**THE PROBLEM**
Please repeat each of the records that follow, exactly as written.

Point-per-instance localization data
[Start of section]

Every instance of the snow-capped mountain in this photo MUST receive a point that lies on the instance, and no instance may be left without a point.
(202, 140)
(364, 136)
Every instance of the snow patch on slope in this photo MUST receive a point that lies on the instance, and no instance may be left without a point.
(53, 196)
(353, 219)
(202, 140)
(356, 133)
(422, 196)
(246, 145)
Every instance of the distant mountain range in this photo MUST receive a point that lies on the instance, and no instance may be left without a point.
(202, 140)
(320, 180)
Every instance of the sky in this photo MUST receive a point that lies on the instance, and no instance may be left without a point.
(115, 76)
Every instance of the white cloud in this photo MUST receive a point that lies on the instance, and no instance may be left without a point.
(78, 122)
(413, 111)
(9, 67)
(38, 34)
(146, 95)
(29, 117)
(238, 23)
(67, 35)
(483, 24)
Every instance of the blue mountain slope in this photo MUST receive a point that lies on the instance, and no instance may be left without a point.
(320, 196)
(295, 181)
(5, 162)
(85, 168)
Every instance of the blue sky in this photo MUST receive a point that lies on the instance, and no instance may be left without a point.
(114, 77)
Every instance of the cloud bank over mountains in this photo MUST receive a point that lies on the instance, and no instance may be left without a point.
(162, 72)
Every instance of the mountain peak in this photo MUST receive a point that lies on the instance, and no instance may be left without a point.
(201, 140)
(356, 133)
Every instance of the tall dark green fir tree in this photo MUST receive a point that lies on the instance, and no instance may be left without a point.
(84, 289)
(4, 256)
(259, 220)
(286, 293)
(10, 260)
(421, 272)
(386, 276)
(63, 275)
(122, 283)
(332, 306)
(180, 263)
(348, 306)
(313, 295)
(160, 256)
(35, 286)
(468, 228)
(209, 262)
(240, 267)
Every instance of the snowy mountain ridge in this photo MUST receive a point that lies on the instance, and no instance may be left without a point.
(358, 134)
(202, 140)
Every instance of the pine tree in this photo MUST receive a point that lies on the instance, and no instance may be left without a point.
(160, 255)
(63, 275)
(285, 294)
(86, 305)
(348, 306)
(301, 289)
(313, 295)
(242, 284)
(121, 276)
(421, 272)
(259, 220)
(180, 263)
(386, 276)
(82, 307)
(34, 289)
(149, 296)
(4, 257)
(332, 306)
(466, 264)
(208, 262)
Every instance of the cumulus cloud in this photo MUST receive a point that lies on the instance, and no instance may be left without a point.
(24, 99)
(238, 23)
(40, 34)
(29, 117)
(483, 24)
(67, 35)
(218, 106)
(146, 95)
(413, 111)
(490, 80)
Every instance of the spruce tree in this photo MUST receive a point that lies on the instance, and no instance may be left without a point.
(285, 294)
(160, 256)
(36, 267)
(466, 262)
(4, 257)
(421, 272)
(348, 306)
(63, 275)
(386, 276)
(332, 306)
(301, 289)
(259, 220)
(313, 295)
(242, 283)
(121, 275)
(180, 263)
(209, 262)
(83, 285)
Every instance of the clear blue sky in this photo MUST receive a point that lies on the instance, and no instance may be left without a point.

[End of section]

**REPLY**
Every instance of the snow-capped mountain in this photo MUST receive a point that lies on the instance, and no instance may be left without a point.
(202, 140)
(364, 136)
Every instance of the snow patch on slope in this photo MUST receive a point that lies on the instance, and no instance may be left without a point.
(53, 196)
(353, 219)
(202, 140)
(356, 133)
(422, 196)
(246, 145)
Every instance of the distant mountain range in this photo MUST receive a point that lies on the instance, and no instance may be left without a point.
(202, 140)
(320, 180)
Every instance of the sky in this photo MUST receive a point that lies on the instance, and no instance may be left without a point.
(115, 76)
Every instance of the white cloud in this photo MUST receive a point that lies on the instance, and no instance may be left without a point.
(78, 122)
(413, 111)
(9, 67)
(38, 34)
(146, 95)
(29, 117)
(238, 23)
(67, 35)
(483, 24)
Every instance of the blue mountain slope in this photo MUST receive a point that lies on the instance, and no instance may be left without a point.
(320, 196)
(295, 181)
(5, 162)
(85, 168)
Every instance of the blue sky in this photo MUST receive a point that lies on the instance, and no instance may be left without a point.
(114, 77)
Every instance of the cloud bank over mountains in this photo MUST receive a point that lies on the instance, and no instance may be left without a point.
(162, 72)
Every instance of the mountain peak in this photo MUST receive a point that lies on the instance, and no instance may be left without a point.
(201, 140)
(356, 133)
Every instance of the tall dark green fir tree in this photo MUST receive a point that lies on the instance, and no instance may be left without a point.
(84, 289)
(4, 256)
(259, 220)
(286, 293)
(10, 260)
(421, 272)
(386, 276)
(63, 275)
(122, 283)
(332, 306)
(180, 263)
(348, 306)
(313, 295)
(160, 256)
(35, 286)
(468, 228)
(209, 262)
(240, 267)
Every instance of the snowy mountain ridge in this photo MUST receive a point that lies on the instance, and no instance may be left without a point.
(358, 134)
(202, 140)
Every instance of the pine tree in this photo MUST receive a point that lies on the instance, and no instance may be left without a point.
(160, 255)
(63, 275)
(285, 294)
(86, 305)
(348, 306)
(301, 289)
(313, 295)
(242, 284)
(121, 276)
(421, 272)
(259, 220)
(180, 263)
(386, 276)
(82, 307)
(34, 289)
(149, 296)
(4, 257)
(332, 306)
(466, 264)
(208, 262)
Every instance of the cumulus cloud in this photo MUST receive a point that lies on the instance, and no instance may be left without a point.
(24, 99)
(238, 23)
(40, 34)
(29, 117)
(483, 24)
(67, 35)
(218, 106)
(146, 95)
(413, 111)
(490, 80)
Every instance of the spruce tree in this photo MUST receive a point that lies on the instance, and no instance may be left without a point.
(285, 294)
(160, 256)
(36, 267)
(466, 262)
(4, 257)
(421, 272)
(348, 306)
(63, 275)
(386, 276)
(332, 306)
(301, 289)
(259, 220)
(313, 295)
(242, 283)
(121, 275)
(180, 263)
(209, 262)
(83, 285)
Every instance of the clear blue sky in this photo MUST receive a point that lies on the instance, and no instance may be left without a point.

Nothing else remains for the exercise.